INFORMATION SUPPLIED ▸

────

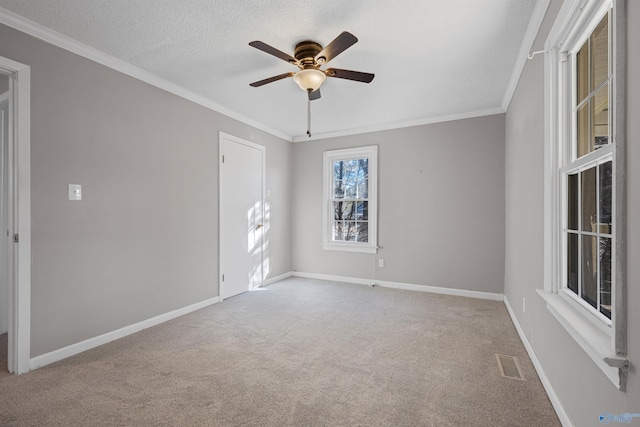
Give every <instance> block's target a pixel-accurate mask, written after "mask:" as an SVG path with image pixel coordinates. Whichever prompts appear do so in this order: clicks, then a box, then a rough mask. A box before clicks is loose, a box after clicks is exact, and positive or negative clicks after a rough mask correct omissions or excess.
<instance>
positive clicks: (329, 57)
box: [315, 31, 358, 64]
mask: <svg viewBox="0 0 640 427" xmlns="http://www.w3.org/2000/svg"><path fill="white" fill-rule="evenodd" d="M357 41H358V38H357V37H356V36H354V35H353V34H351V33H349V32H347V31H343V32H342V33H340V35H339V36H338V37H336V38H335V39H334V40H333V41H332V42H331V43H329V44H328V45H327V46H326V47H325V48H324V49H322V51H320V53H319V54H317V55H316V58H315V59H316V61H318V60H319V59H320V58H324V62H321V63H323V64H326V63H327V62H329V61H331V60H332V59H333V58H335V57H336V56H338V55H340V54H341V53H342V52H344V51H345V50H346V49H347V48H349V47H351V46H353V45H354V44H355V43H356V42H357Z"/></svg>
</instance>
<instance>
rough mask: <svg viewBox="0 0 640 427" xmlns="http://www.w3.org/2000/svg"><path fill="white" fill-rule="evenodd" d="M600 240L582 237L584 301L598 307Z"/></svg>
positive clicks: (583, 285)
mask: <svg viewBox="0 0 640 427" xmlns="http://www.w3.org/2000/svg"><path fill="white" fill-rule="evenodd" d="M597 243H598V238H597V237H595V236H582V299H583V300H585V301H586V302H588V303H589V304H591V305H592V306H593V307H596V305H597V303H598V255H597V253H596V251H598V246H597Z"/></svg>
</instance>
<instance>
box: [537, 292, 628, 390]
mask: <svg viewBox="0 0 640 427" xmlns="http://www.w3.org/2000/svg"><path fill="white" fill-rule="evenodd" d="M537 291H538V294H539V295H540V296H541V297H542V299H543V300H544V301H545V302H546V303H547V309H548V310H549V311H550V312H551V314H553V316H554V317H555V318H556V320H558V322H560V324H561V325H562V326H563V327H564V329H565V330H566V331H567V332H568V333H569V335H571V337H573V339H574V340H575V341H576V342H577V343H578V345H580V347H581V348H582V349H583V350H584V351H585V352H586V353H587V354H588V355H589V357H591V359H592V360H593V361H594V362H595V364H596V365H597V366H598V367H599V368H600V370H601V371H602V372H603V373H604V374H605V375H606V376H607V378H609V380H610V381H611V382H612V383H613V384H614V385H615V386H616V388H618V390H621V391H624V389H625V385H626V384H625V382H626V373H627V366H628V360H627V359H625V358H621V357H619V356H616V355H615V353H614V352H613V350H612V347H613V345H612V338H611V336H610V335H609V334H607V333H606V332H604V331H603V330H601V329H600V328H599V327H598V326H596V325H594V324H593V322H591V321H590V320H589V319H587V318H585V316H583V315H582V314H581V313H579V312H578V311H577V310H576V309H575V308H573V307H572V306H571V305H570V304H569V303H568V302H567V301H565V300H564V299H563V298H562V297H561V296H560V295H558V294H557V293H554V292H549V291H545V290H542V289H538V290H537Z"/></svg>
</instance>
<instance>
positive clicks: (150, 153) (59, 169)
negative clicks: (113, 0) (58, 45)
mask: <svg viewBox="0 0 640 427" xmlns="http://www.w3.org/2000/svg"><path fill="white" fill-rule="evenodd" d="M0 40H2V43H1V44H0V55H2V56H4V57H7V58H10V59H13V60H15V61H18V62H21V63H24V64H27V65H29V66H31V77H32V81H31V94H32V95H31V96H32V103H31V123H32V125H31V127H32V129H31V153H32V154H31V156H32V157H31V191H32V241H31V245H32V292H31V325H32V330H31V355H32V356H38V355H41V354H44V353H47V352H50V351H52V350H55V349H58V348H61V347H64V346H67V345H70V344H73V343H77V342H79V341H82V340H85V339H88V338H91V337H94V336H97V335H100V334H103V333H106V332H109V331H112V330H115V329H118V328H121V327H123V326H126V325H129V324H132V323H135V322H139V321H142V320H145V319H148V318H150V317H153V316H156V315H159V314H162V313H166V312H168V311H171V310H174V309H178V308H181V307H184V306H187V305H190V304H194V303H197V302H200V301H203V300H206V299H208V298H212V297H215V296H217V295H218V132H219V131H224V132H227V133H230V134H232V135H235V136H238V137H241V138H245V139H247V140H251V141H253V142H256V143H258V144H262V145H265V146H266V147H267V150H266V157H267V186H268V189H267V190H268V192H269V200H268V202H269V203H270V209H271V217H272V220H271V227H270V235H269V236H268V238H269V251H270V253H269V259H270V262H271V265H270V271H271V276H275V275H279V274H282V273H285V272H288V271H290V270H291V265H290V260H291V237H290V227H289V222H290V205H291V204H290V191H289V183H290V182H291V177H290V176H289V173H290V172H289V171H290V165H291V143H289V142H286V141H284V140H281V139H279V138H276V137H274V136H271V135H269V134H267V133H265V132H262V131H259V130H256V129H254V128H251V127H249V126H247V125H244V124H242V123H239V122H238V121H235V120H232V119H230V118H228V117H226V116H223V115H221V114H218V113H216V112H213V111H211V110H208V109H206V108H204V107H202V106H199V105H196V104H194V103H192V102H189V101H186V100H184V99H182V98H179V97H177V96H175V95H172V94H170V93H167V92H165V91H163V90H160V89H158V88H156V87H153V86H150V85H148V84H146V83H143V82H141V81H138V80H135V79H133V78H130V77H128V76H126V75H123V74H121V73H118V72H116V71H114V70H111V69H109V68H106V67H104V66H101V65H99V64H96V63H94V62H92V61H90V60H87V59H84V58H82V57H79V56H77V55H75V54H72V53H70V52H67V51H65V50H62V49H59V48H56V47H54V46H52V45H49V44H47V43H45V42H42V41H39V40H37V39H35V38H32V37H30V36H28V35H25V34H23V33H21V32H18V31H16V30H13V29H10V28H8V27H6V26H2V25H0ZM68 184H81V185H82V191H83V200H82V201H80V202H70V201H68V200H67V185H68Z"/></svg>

────

TASK GOAL ▸
Could you please return the entries above exactly, minus the pictures?

WRITTEN ANSWER ▸
Give every <instance> block's target a pixel-accurate mask, written after "mask:" as an SVG path with image pixel coordinates. Whichever prompts appear do so in this order: clicks, then a box, then a rough mask. A box before clicks is loose, a box after clicks is exact, and positive or negative clicks after a rough mask correct omissions or excess.
<instance>
positive clicks: (329, 57)
box: [315, 31, 358, 64]
mask: <svg viewBox="0 0 640 427" xmlns="http://www.w3.org/2000/svg"><path fill="white" fill-rule="evenodd" d="M357 41H358V38H357V37H356V36H354V35H353V34H351V33H349V32H347V31H343V32H342V33H340V35H339V36H338V37H336V38H335V39H334V40H333V41H332V42H331V43H329V44H328V45H327V46H326V47H325V48H324V49H322V51H320V53H319V54H317V55H316V58H315V59H316V61H318V60H319V59H320V58H324V62H321V63H323V64H326V63H327V62H329V61H331V60H332V59H333V58H335V57H336V56H338V55H340V54H341V53H342V52H344V51H345V50H346V49H347V48H349V47H351V46H353V45H354V44H355V43H356V42H357Z"/></svg>
</instance>
<instance>
rough mask: <svg viewBox="0 0 640 427" xmlns="http://www.w3.org/2000/svg"><path fill="white" fill-rule="evenodd" d="M600 240L582 237L584 301L598 307Z"/></svg>
positive clicks: (583, 285)
mask: <svg viewBox="0 0 640 427" xmlns="http://www.w3.org/2000/svg"><path fill="white" fill-rule="evenodd" d="M597 243H598V238H597V237H595V236H582V299H583V300H585V301H586V302H588V303H589V304H591V305H592V306H593V307H596V305H597V303H598V255H597V253H596V251H598V246H597Z"/></svg>
</instance>
<instance>
box: [537, 292, 628, 390]
mask: <svg viewBox="0 0 640 427" xmlns="http://www.w3.org/2000/svg"><path fill="white" fill-rule="evenodd" d="M537 291H538V294H539V295H540V296H541V297H542V299H543V300H544V301H545V302H546V303H547V309H548V310H549V311H550V312H551V314H553V316H554V317H555V318H556V320H558V322H560V324H561V325H562V326H563V327H564V329H565V330H566V331H567V332H568V333H569V335H571V337H573V339H574V340H575V341H576V342H577V343H578V345H580V347H581V348H582V349H583V350H584V351H585V352H586V353H587V354H588V355H589V357H591V359H592V360H593V361H594V362H595V364H596V365H597V366H598V367H599V368H600V370H601V371H602V372H603V373H604V374H605V375H606V376H607V378H609V380H610V381H611V382H612V383H613V384H614V385H615V386H616V388H618V390H621V391H624V389H625V385H626V384H625V382H626V373H627V366H628V360H627V359H625V358H621V357H619V356H616V355H615V353H614V352H613V350H612V347H613V345H612V338H611V336H610V335H609V334H607V333H606V332H604V331H603V330H601V329H600V328H599V327H598V326H596V325H594V324H593V322H591V321H590V320H589V319H587V318H585V316H583V315H582V314H581V313H579V312H578V311H577V310H576V309H575V308H573V307H572V306H571V305H570V304H569V303H568V302H567V301H565V300H564V299H563V298H562V297H561V296H560V295H558V294H557V293H554V292H549V291H545V290H542V289H538V290H537Z"/></svg>
</instance>
<instance>
positive clicks: (150, 153) (59, 169)
negative clicks: (113, 0) (58, 45)
mask: <svg viewBox="0 0 640 427" xmlns="http://www.w3.org/2000/svg"><path fill="white" fill-rule="evenodd" d="M0 40H2V43H1V44H0V55H2V56H4V57H7V58H10V59H13V60H15V61H18V62H21V63H24V64H27V65H29V66H31V77H32V81H31V94H32V95H31V96H32V103H31V123H32V125H31V127H32V129H31V153H32V154H31V156H32V157H31V191H32V241H31V245H32V292H31V325H32V330H31V355H32V356H38V355H41V354H44V353H47V352H50V351H52V350H55V349H58V348H61V347H64V346H67V345H70V344H73V343H77V342H79V341H82V340H85V339H88V338H91V337H94V336H97V335H100V334H103V333H106V332H109V331H112V330H115V329H118V328H121V327H123V326H126V325H129V324H132V323H135V322H139V321H142V320H145V319H148V318H150V317H153V316H156V315H159V314H162V313H166V312H168V311H171V310H174V309H178V308H181V307H184V306H187V305H190V304H194V303H197V302H200V301H203V300H206V299H208V298H212V297H215V296H217V295H218V132H219V131H224V132H227V133H230V134H232V135H235V136H238V137H241V138H245V139H247V140H251V141H253V142H256V143H258V144H262V145H265V146H266V147H267V150H266V157H267V186H268V189H267V190H268V192H269V200H268V202H269V203H270V209H271V217H272V220H271V227H270V235H269V236H268V238H269V251H270V253H269V259H270V262H271V265H270V271H271V276H275V275H279V274H282V273H285V272H288V271H290V270H291V265H290V260H291V237H290V227H289V222H290V205H291V204H290V191H289V183H290V182H291V177H290V176H289V173H290V172H289V171H290V165H291V143H289V142H286V141H284V140H281V139H279V138H276V137H274V136H271V135H269V134H267V133H265V132H262V131H259V130H256V129H254V128H251V127H249V126H247V125H244V124H242V123H239V122H238V121H235V120H232V119H230V118H228V117H226V116H223V115H221V114H218V113H216V112H213V111H211V110H208V109H206V108H204V107H202V106H199V105H196V104H194V103H192V102H189V101H186V100H184V99H182V98H179V97H177V96H175V95H172V94H170V93H167V92H165V91H163V90H160V89H158V88H156V87H153V86H150V85H148V84H146V83H143V82H141V81H138V80H135V79H133V78H130V77H128V76H126V75H123V74H121V73H118V72H116V71H114V70H111V69H109V68H106V67H104V66H101V65H99V64H96V63H94V62H92V61H90V60H87V59H84V58H82V57H79V56H77V55H75V54H72V53H70V52H67V51H65V50H62V49H59V48H56V47H54V46H52V45H49V44H47V43H45V42H42V41H39V40H37V39H35V38H32V37H30V36H28V35H25V34H23V33H21V32H18V31H16V30H13V29H10V28H8V27H6V26H2V25H0ZM68 184H81V185H82V191H83V200H82V201H80V202H70V201H68V200H67V185H68Z"/></svg>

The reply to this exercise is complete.